Consignes:
**A)** Transcrivez mot pour mot, dans le texte sur la loi TEPA, tout ce qui va de « La loi TEPA a » jusqu'à « appelé TEPA ISF. ».
**B)** Relevez tous les sigles qui figurent dans le texte sur la loi TEPA.

Texte fourni:
# # # # # # #

La loi TEPA, un dispositif intéressant pour les PME/TPE sous financées

La loi TEPA a mis en place en 2007 un système d'incitation fiscale en faveur des PME corrélatif à l’impôt de solidarité sur la fortune (ISF) communément appelé TEPA ISF.

Les contribuables redevables de l’ISF prévu par le Code général des impôts (CGI) peuvent ainsi bénéficier d'une réduction d’impôt pouvant aller jusqu'à 50 % de leur investissement dans la limite de 45 000 euros  les PME / TPE pouvant elles espérer des investissements plus nombreux en s'appuyant sur le dispositif TEPA ISF.

Nous allons ici évoquer d'une part les conditions d'application du dispositif de la loi TEPA (I) avant d'en voir les avantages pour les investisseurs et les entreprises (II).

I) conditions d'application du dispositif

1) pour le souscripteur et son apport : des conditions souples

Les critères à respecter par le souscripteur sont  peu nombreux : toute personne physique assujettie à l'ISF peut bénéficier du dispositif TEPA ISF, grâce à des investissements de toutes formes et ce des lors qu'elle répond aux exigences de conservation des titres.

# # # # # # #

Données d'annotation de localisation d'objets
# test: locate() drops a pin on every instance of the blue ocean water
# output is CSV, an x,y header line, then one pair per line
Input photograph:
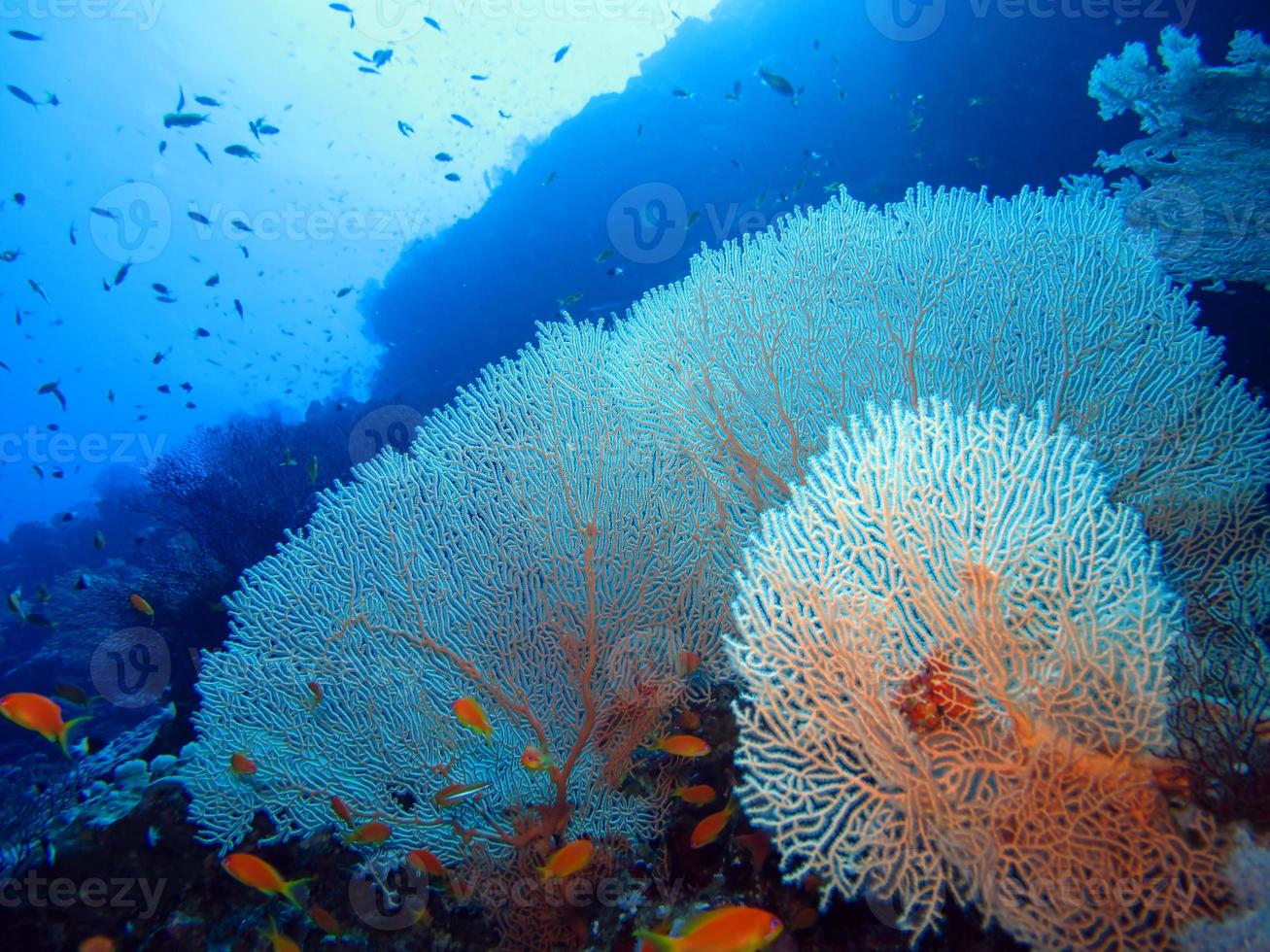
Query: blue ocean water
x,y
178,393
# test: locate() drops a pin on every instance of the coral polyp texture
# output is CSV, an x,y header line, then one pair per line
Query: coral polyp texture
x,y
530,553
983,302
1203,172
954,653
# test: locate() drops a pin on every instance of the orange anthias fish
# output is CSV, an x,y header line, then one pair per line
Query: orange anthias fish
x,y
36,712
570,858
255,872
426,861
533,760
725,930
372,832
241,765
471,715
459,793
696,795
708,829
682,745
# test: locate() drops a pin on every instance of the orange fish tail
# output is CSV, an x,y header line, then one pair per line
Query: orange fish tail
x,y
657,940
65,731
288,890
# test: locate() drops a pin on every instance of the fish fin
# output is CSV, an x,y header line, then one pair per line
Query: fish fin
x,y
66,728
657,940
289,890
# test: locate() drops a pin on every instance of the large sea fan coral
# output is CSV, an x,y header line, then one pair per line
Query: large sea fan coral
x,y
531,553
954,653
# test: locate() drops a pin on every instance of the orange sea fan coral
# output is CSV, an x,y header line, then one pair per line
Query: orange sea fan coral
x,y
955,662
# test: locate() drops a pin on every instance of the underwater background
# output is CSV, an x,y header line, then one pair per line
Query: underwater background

# # # # # # #

Réponses:
**A)**
La loi TEPA a mis en place en 2007 un système d'incitation fiscale en faveur des PME corrélatif à l’impôt de solidarité sur la fortune (ISF) communément appelé TEPA ISF.

**B)** TEPA, PME, TPE, ISF, CGI